- [YOUR GOAL]:
Rewrite the records starting with the line containing "Your task is to locate every instance of tall" and going on through the line containing "[48,0,61,65]", changing "glass curtain wall" to "glass panel wall" and leaving everything else as it is.

- [EXERCISE MATERIALS]:
+++
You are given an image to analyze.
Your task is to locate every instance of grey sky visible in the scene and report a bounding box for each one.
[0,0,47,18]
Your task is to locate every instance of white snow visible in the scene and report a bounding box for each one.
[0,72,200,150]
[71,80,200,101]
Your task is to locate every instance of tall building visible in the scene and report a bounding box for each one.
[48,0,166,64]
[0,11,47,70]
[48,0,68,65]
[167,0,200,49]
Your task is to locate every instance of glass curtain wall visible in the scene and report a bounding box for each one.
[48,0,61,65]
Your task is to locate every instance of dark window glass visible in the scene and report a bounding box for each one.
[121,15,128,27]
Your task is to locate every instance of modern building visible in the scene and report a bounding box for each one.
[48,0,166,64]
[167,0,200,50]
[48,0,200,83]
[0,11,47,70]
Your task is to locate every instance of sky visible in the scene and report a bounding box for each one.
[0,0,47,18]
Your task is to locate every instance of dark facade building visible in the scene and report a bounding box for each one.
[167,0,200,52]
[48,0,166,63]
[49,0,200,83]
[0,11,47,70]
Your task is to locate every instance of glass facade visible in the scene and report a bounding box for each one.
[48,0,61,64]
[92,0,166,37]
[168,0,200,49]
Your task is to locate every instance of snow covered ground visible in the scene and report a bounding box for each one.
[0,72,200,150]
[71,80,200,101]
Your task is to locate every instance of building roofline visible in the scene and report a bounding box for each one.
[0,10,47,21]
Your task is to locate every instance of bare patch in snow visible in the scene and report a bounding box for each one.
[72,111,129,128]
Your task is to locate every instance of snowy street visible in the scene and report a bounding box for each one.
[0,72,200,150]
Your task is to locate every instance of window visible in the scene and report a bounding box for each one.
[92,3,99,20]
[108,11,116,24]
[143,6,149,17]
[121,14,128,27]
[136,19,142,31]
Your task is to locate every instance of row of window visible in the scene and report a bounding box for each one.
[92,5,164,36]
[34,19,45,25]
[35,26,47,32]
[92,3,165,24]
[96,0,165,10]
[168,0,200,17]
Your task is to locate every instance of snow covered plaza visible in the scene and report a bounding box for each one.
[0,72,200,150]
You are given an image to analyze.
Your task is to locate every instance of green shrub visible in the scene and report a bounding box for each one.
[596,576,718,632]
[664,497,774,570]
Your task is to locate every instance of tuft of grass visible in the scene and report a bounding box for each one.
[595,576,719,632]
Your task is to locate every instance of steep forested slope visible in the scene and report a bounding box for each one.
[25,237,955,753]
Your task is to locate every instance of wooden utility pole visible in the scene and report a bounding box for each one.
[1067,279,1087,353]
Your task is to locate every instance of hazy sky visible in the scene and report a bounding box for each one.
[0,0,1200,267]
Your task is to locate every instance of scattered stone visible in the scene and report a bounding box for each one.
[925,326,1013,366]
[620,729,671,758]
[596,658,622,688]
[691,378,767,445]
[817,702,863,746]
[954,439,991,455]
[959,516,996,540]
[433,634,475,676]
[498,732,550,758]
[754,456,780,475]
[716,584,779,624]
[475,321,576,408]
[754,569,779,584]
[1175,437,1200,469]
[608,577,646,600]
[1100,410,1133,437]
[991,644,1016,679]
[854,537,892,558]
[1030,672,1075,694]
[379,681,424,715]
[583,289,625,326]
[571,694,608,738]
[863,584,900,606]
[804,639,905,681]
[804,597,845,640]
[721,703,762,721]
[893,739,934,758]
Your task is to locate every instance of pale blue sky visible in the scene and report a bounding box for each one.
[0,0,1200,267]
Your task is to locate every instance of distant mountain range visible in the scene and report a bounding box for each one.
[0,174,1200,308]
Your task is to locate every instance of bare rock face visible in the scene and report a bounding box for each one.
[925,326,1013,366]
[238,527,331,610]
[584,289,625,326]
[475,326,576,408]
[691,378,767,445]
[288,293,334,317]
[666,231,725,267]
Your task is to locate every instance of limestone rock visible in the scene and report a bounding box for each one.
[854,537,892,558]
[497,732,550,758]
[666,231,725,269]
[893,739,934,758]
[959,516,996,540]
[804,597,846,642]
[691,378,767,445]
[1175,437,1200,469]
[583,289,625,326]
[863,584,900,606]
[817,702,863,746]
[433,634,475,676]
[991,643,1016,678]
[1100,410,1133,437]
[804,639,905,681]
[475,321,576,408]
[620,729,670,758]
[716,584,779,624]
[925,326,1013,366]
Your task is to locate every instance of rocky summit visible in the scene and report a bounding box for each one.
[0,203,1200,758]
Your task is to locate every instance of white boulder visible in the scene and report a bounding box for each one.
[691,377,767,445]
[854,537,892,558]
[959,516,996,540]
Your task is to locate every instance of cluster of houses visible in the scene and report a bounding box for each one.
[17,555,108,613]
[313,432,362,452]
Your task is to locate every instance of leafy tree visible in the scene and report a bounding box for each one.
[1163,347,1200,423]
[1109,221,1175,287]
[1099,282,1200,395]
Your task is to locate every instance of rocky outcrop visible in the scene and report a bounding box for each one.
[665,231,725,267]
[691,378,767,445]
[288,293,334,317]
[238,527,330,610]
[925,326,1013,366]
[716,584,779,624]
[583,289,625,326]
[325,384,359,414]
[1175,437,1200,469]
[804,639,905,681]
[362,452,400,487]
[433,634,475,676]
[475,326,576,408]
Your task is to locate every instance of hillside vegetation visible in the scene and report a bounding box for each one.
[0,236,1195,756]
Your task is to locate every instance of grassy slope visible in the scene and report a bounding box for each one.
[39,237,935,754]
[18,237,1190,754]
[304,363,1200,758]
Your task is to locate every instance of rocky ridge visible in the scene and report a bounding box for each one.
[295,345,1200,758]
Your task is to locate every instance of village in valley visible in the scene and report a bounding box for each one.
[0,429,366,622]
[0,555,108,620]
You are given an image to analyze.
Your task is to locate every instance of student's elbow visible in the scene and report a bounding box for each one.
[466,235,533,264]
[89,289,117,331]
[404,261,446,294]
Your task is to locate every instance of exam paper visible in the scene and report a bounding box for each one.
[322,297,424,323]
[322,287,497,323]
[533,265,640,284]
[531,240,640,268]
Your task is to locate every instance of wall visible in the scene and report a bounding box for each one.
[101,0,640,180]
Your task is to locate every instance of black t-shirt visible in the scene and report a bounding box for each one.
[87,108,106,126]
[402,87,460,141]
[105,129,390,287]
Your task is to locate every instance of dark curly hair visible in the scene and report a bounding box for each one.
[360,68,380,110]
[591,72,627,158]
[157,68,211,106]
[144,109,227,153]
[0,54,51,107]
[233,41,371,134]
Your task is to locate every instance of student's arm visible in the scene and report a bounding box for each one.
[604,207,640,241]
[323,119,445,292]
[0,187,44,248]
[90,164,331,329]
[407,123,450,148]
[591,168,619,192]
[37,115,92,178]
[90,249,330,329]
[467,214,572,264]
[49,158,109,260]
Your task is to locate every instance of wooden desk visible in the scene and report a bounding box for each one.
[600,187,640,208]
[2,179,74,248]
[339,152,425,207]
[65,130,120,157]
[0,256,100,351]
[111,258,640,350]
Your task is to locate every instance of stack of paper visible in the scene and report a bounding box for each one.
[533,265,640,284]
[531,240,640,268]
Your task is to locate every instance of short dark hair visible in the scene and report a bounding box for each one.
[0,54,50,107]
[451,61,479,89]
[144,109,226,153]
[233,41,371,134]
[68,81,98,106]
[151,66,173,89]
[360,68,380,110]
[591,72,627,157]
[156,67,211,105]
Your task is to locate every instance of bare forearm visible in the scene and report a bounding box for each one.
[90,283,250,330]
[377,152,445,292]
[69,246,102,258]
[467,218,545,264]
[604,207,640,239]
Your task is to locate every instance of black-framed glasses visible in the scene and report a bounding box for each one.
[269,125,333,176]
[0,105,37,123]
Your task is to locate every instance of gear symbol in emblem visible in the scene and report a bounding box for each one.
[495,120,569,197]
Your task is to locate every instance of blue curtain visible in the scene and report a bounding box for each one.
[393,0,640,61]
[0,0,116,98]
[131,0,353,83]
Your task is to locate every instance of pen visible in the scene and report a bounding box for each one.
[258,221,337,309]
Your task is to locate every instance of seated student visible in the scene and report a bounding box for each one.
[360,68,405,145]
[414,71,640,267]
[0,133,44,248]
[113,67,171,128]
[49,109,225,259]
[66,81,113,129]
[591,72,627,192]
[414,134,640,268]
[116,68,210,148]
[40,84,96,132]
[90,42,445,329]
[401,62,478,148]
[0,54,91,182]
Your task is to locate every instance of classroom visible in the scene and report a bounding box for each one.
+++
- [EXERCISE OUTPUT]:
Your task is to locate every instance of tall building visible in the scene and report a bounding box for each one.
[48,0,166,64]
[0,11,47,70]
[48,0,68,65]
[167,0,200,49]
Your task is to locate every instance of glass panel wall visible in the scene and report a bounding box for each one.
[48,0,61,65]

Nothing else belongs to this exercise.